• Written tasks:
**1)** Update the message queue article by giving everything from "This article introduces" down to "services: Beanstalkd, IronMQ and Amazon SQS." again, with "strengths" replaced by "merits".
**2)** Please list the advantages of message queues that the message queue article names, giving only the label of each one.
**3)** Carry on with the message queue article from its last sentence.

• Text:
This article introduces the concept of message queues and discusses the strengths and weaknesses of three specific message queue services: Beanstalkd, IronMQ and Amazon SQS.
Any information described in this article is correct at the time of writing and is subject to change.
What are Message Queues?
Queues allow you to store metadata for processing jobs at a later date. They can aid in the development of SOA (service-oriented architecture) by providing the flexibility to defer tasks to separate processes. When applied correctly, queues can dramatically increase the user experience of a web site by reducing load times.
Advantages of message queues:
- Asynchronous: Queue it now, run it later.
- Decoupling: Separates application logic.
- Resilience: Won't take down your whole application if part of it fails.
- Redundancy: Can retry jobs if they fail.
- Guarantees: Makes sure that jobs will be processed.
- Scalable: Many workers can process individual jobs in a queue.
- Profiling: Can aid in identifying performance issues.
Disadvantages of message queues:
- Asynchronous: you have to wait until a job is complete.
- Load: each job in the queue must wait its turn before it can be processed. If one job overruns, it affects each subsequent job.
- Architecture: the application needs to be designed with queues in mind.
Use cases of message queues:
Any time consuming process can be placed in a queue:
- Sending/receiving data from a third-party APIs
- Sending an e-mail
- Generating reports
- Running labour intensive processes
You can also use queues in creative ways – locking jobs so only one user can access information at a time
There are many services that you can use to implement message queues, this article outlines differences between Beanstalkd, IronMQ and Amazon SQS.
Beanstalkd is "… a simple, fast work queue". It is released as open source under the MIT license. It's well documented, unit tested and can be downloaded for free to run on your own server. The architecture is borrowed from memcached and it is designed specifically to be a message queue.
An article on SitePoint by author Dave Kennedy called Giant Killing with Beanstalkd contains information on how to start using Beanstalkd with Ruby.
IronMQ is a hosted RESTful web service. There is a free tier for developers and many other subscription tiers for commercial applications.
Amazon SQS is an inexpensive hosted solution for implementing message queues. It comes as part of Amazon Web Services (AWS). Amazon offers a Free Tier for evaluating their web services which includes SQS.
|Self-hosted||Remotely hosted||Remotely hosted|
Runs on Linux and Mac OS X. Read the installation instructions from the Beanstalkd website for details on how to get it working on your system. The Beanstalkd server does not work on Windows.

• Material:
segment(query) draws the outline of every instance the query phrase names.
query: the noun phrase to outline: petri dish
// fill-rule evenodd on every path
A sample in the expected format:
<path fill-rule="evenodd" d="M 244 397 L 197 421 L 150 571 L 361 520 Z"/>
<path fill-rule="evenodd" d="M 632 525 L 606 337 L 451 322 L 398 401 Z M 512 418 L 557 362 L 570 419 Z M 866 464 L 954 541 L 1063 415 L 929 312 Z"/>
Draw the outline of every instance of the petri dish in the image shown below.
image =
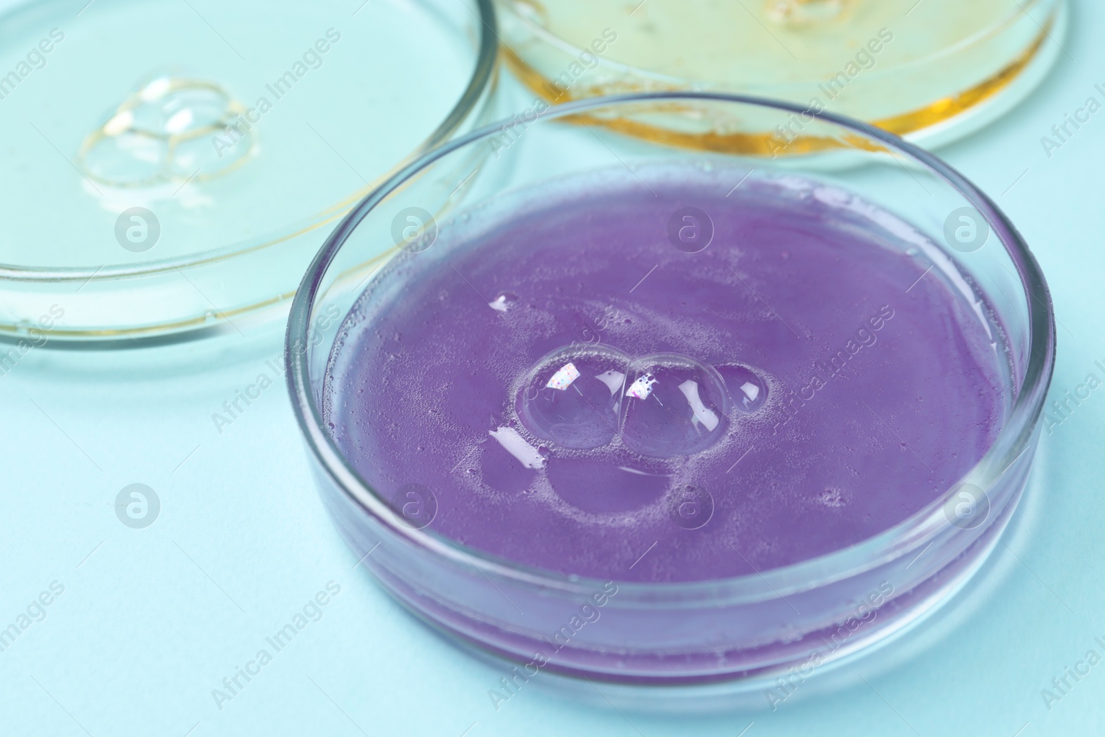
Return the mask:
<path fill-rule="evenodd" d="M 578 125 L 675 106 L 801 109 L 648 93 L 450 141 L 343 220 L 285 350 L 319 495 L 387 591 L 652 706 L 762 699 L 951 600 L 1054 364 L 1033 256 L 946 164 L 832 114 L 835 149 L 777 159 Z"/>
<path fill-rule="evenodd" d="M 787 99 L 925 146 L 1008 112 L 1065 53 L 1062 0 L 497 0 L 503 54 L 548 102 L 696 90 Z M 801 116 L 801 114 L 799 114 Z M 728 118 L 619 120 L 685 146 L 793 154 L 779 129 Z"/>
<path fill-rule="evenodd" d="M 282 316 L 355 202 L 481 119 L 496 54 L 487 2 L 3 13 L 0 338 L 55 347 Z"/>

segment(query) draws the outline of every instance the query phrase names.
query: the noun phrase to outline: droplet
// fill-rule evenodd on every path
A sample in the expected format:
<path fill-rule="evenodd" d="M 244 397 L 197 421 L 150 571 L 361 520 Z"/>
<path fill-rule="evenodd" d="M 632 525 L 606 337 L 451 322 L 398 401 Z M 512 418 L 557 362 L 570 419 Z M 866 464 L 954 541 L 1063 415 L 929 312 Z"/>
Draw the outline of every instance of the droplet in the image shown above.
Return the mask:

• Task-by-task answers:
**1)**
This article introduces the concept of message queues and discusses the merits and weaknesses of three specific message queue services: Beanstalkd, IronMQ and Amazon SQS.

**2)**
- Asynchronous
- Decoupling
- Resilience
- Redundancy
- Guarantees
- Scalable
- Profiling

**3)**
IronMQ and SQS
IronMQ and Amazon SQS are cloud-based web services. No applications need to be setup on your server, you simply need to sign-up for an account and setup a queue.
Service Level Agreements (SLAs)
|None||99.95% per month||None|
As Beanstalkd is a server you host, you are responsible for ensuring its availability.
Iron.IO has a Service Level Agreement with an uptime percentage of at least 99.95% during any monthly billing cycle. Their Pro Platinum package ($2450/month) has custom contract terms which includes Service Level Agreements. They provide refunds in Service Credits.
Amazon does not have a specific Service Level Agreement for SQS. They do have Support Services available which can cover SQS at an extra cost.
|PUSH (sockets)||HTTP Web Service||HTTP Web Service|
Communicates via PUSH sockets providing instant communication between providers and workers.
When a provider enqueues a job, a worker can reserve it immediately if it is connected and ready. Jobs are reserved until a worker has sent a response (delete, bury, etc.)
SQS is a hosted RESTful web service.
There is push-like support for IronMQ. A subscriber can be called whenever a provider enqueues a job to the queue. Generally you will want to use the standard RESTful service to enqueue and dequeue jobs instead of the push approach.
SQS is a hosted web service.
There is no push support for SQS. You must poll at regular intervals to check if there are jobs in the queue.
SQS can use long polling known as (default: 0 seconds, max: 20 seconds) to keep a connection open while the worker waits for a job. This can mean fewer requests and longer socket opening times.
There are many open source Beanstalkd client libraries available in a myriad of programming languages. These are all independent projects from Beanstalkd.
The IronMQ client libraries are provided by Iron.IO and can be downloaded from the Dev Center.
You can also use a Beanstalkd client library with IronMQ if you'd like the flexibility of switching between the two services; however some commands (e.g.: kick, bury) are not supported. You also may need to implement the oauth command manually to connect to the service.
The AWS client libraries include the SQS client libraries. These are provided by Amazon and are available in many programming languages.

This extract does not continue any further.